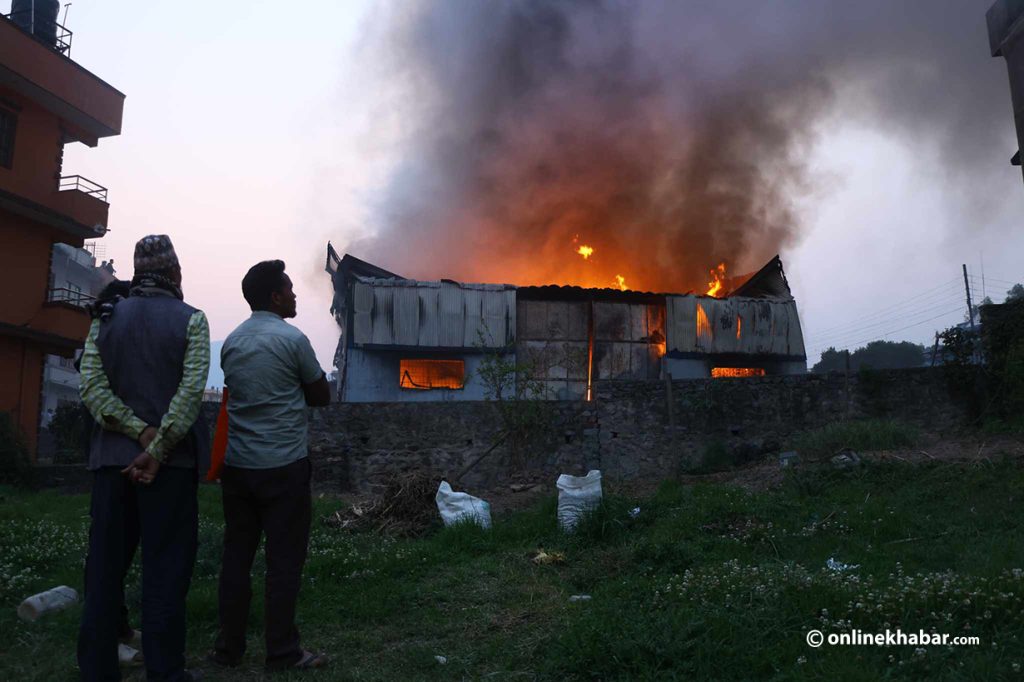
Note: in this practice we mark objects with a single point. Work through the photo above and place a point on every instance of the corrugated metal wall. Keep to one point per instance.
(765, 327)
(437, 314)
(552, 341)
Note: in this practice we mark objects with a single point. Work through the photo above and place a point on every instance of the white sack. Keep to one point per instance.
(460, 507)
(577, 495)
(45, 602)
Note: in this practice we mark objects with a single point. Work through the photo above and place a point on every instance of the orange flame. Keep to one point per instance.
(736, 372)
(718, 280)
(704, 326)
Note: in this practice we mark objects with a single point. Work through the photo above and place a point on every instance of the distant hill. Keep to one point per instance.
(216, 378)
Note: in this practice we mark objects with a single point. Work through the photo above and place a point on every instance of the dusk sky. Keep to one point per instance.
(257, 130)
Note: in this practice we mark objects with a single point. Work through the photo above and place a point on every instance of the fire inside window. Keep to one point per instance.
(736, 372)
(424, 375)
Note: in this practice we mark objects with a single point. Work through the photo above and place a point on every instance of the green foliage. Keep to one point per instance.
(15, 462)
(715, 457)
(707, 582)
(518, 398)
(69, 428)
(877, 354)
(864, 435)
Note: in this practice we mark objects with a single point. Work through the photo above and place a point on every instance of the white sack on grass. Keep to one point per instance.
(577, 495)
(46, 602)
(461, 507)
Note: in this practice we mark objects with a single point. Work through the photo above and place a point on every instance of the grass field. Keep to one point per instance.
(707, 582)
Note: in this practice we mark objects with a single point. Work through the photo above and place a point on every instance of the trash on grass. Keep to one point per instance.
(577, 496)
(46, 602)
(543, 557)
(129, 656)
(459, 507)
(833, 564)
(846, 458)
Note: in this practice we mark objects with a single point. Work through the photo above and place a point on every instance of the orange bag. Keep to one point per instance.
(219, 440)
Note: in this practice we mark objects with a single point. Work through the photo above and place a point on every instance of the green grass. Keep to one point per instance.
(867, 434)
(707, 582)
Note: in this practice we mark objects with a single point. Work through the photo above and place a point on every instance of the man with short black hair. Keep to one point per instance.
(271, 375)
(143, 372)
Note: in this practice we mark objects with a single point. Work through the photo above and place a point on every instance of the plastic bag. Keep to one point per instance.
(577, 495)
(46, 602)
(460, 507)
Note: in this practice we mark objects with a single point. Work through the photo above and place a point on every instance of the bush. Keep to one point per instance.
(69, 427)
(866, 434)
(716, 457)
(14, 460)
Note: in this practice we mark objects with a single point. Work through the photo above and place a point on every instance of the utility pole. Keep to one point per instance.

====

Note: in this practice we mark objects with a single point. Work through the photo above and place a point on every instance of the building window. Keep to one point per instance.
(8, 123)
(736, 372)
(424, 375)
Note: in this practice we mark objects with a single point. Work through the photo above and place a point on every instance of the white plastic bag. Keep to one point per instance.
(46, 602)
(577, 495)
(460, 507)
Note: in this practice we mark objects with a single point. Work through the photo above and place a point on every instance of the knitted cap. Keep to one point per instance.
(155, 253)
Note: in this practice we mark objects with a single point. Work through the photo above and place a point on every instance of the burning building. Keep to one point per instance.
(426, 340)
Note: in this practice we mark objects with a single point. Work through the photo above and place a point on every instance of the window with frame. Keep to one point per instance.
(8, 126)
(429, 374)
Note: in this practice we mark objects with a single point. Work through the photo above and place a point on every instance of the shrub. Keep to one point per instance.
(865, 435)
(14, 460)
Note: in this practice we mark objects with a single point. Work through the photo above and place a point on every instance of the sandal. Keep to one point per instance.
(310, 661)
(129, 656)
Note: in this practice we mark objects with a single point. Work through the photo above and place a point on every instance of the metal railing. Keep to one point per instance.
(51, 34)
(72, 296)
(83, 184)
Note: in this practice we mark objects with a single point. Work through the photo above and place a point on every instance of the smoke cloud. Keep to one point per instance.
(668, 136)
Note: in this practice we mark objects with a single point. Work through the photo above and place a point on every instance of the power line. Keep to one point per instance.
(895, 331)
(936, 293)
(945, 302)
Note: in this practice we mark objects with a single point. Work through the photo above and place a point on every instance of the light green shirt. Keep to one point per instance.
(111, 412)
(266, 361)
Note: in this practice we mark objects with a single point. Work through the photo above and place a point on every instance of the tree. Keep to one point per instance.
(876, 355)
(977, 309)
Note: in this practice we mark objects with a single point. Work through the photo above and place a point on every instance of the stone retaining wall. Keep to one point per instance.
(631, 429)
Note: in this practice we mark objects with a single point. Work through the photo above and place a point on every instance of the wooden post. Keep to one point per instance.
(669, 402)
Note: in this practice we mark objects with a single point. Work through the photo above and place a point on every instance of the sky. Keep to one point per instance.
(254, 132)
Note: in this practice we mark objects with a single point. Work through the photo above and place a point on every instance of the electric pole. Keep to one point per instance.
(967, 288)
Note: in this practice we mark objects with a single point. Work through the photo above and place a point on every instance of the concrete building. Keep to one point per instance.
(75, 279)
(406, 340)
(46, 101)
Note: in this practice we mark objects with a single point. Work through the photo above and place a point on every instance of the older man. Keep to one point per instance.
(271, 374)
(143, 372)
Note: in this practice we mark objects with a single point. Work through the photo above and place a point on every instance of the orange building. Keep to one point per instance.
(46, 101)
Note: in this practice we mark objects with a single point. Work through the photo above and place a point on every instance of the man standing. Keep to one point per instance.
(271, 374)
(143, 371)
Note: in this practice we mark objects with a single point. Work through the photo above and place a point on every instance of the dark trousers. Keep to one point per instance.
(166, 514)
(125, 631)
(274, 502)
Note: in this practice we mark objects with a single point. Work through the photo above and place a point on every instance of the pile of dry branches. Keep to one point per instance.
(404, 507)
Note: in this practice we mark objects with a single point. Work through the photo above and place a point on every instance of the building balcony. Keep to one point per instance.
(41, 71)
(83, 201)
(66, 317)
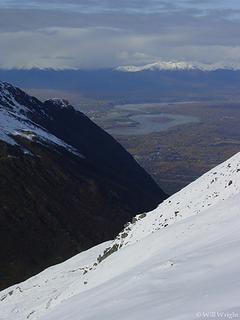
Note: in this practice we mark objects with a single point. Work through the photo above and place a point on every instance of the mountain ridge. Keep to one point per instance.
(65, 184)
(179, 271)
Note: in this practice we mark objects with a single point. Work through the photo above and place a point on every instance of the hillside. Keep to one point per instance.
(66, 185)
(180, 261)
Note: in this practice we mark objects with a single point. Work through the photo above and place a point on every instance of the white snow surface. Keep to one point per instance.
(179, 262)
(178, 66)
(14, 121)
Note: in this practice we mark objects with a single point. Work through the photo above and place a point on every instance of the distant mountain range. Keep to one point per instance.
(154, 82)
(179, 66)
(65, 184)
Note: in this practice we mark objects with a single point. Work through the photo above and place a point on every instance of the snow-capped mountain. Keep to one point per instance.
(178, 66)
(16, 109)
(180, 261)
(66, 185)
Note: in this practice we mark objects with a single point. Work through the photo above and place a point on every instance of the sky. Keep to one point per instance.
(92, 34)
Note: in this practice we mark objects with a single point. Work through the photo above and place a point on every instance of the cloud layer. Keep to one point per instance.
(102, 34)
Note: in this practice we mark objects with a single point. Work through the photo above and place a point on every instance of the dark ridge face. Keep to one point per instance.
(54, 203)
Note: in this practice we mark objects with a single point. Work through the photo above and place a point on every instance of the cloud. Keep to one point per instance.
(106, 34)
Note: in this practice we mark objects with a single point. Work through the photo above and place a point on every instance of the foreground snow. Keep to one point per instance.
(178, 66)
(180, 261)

====

> Task prompt:
Show every line from the rows above that contains the string "utility". Case matters.

> Response below:
Note: in this practice we mark objects with a single point. Work through the photo above and place a point on every instance of the utility pole. Keep to one point per instance.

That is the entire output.